I've continued compiling my tour dates online -- it's taking longer
than I thought!! I managed to complete the lists for 2001 and 2002
today, and you can check them out by clicking on the following links:
http://www.darrenshan.com/monthly/archive/Tours2001/2001index.htmlhttp://www.darrenshan.com/monthly/archive/Tours2002/2002index.htmlI
also added a comment to the 2000 list, so you might want to check that
one out again. I've found this a fascinating exercise (even if it might
look like navel-gazing to other people!!!). This is the first time I've
ever been able to siut down and actually analyze my touring career.
When you're out on the road, things blur over time, and you just have a
vague sense of how you're doing. In my mind it feels like I've
always
been on the road, and the tours have blended into one another for the
most part. I know they've got bigger and busier in recent years, but I
didn't think there was any real shape to them overall.
Boy, was
I wrong!!! By studying the dates for 2000, 2001 and 2002, there's a
definite pattern. In the first couple of years I was accepting just
about every offer to go and do my thing to an audience, a few days
here, a single event there. Virtually no public events, and the few I
dared attempt were catastrophes for the most part! A structure - where
I did a few weeks of hardcore, intensive touring - began to emerge in
the second year, and became more apparent in the third, but I was still
out on the road in dribs and drabs for most months of the year. By the
end of 2002, I could sense the tide turning - I'd built up a good-sized
fan base - but I still didn't do many public events or signings. We
concentrated on schools, taking the books into places where I was
unknown, aiming to find new readers. I was still a long way from being
able to do a "glamour" tour, where I'd go into schools where I was
largely known and liked. It was a relentless, dogged campaign -- I
marched tirelessly from one event to another, never complaining, never
letting the dud events (where I got only a handful of people turning
up) depress me, clinging to the belief that this would work in the long
term, that I'd see the benefits of ceaseless touring one day...

----

:: Requests ::
(a) Reproduce the passage of the tour-dates post that begins at the words "I've continued compiling" and stops after the words "my touring career.".
(b) According to the tour-dates post, where did the touring concentrate by the end of 2002, and with what aim?
(c) Condense the paragraph of the tour-dates post that opens with "Boy, was I wrong!!!" into a bulleted list that keeps its main facts.

:: Data ::
----

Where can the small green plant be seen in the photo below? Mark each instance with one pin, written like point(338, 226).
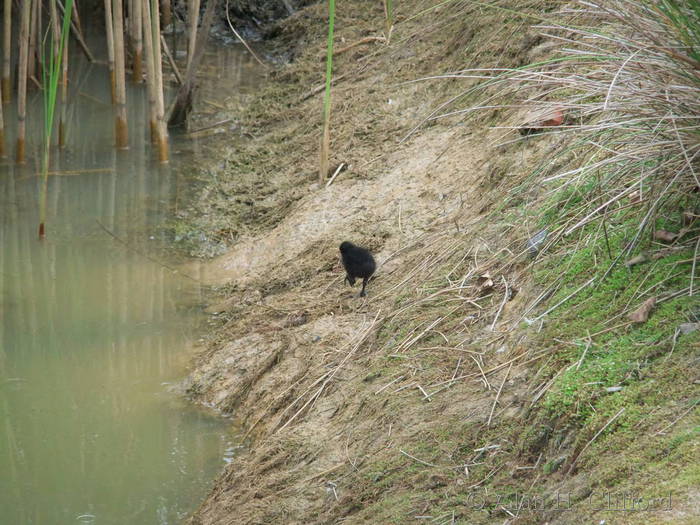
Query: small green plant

----

:: The solutions ::
(a)
I've continued compiling my tour dates online -- it's taking longer
than I thought!! I managed to complete the lists for 2001 and 2002
today, and you can check them out by clicking on the following links:
http://www.darrenshan.com/monthly/archive/Tours2001/2001index.htmlhttp://www.darrenshan.com/monthly/archive/Tours2002/2002index.htmlI
also added a comment to the 2000 list, so you might want to check that
one out again. I've found this a fascinating exercise (even if it might
look like navel-gazing to other people!!!). This is the first time I've
ever been able to siut down and actually analyze my touring career.

(b) On schools, taking the books into places where the writer was unknown, with the aim of finding new readers.

(c)
- Studying the tour dates for 2000, 2001 and 2002 revealed a definite pattern.
- In the first couple of years, the writer accepted almost every offer to appear before an audience: a few days here, a single event there.
- There were virtually no public events then, and most of the few attempted were catastrophes.
- A structure of a few weeks of intensive touring emerged in the second year and became clearer in the third. Touring still went on in dribs and drabs for most months.
- By the end of 2002, the writer had a good-sized fan base but still did few public events or signings.
- Touring focused on schools where the writer was unknown, to find new readers. A "glamour" tour of schools where the writer was already known and liked was still far off.
- The campaign was relentless. The writer moved from one event to the next without complaint and was not discouraged by poorly attended events, trusting that ceaseless touring would pay off in the long term.